**Passage given**
※

I first came across this "murder" conservatives in movies because we don't like their ideas in a movie in the early nineties called "Last Supper". in the movie a bunch of liberals have conservatives over to their communal home for dinner, and if they don't like what they hear, they poisoned the conservatives to death. Cameron Diaz has an early screen role here, as does Ron Perleman (as Rush Limbaugh). This movie is one that helped me to become a conservative. The message seemed to be, as a liberal, you need to be strong enough to do some bad things, other wise the bad conservatives will win. If you don't believe me, check out this movie. Add in The Death Of A President and a bunch of others, and the nuttiness of some on the left becomes very clear.
 
in the movie a bunch of liberals have conservatives over to their communal home for dinner, and if they don't like what they hear, they poisoned the conservatives to death. Cameron Diaz has an early screen role here, as does Ron Perleman (as Rush Limbaugh). This movie is one that helped me to become a conservative.

Too bad you never watched the movie then. If you had, you would have seen the part at the end where their actions catch up to them, right after they come to the understanding that what they've been doing is wrong.

Let me guess, read a summary from one of Breitbart's clones?

※

**Provided data**

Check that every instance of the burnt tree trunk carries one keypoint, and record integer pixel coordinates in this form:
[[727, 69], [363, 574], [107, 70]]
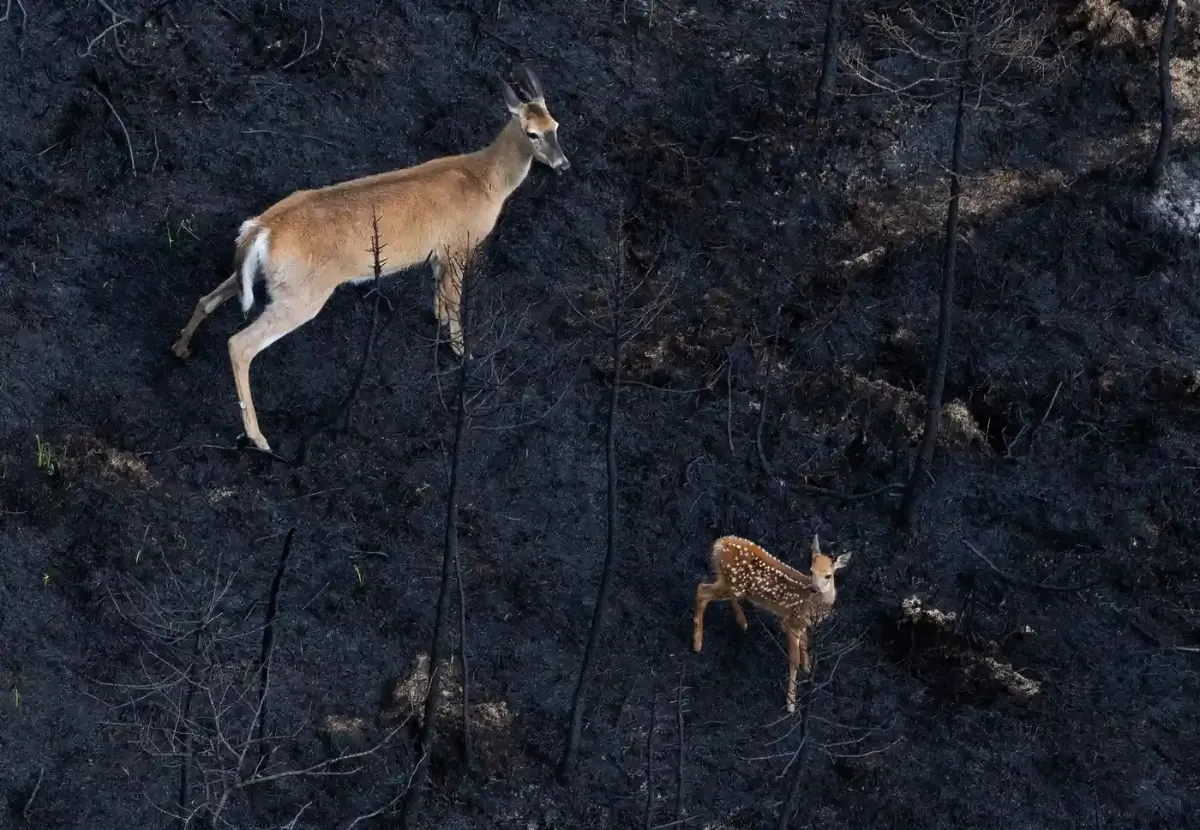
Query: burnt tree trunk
[[1165, 100], [828, 62], [946, 305], [587, 667], [449, 557]]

※

**What is being asked**
Reproduce the comments about the movie "Last Supper" in full, word for word. The material is separate from the comments about the movie "Last Supper."

**Result**
I first came across this "murder" conservatives in movies because we don't like their ideas in a movie in the early nineties called "Last Supper". in the movie a bunch of liberals have conservatives over to their communal home for dinner, and if they don't like what they hear, they poisoned the conservatives to death. Cameron Diaz has an early screen role here, as does Ron Perleman (as Rush Limbaugh). This movie is one that helped me to become a conservative. The message seemed to be, as a liberal, you need to be strong enough to do some bad things, other wise the bad conservatives will win. If you don't believe me, check out this movie. Add in The Death Of A President and a bunch of others, and the nuttiness of some on the left becomes very clear.
 
in the movie a bunch of liberals have conservatives over to their communal home for dinner, and if they don't like what they hear, they poisoned the conservatives to death. Cameron Diaz has an early screen role here, as does Ron Perleman (as Rush Limbaugh). This movie is one that helped me to become a conservative.

Too bad you never watched the movie then. If you had, you would have seen the part at the end where their actions catch up to them, right after they come to the understanding that what they've been doing is wrong.

Let me guess, read a summary from one of Breitbart's clones?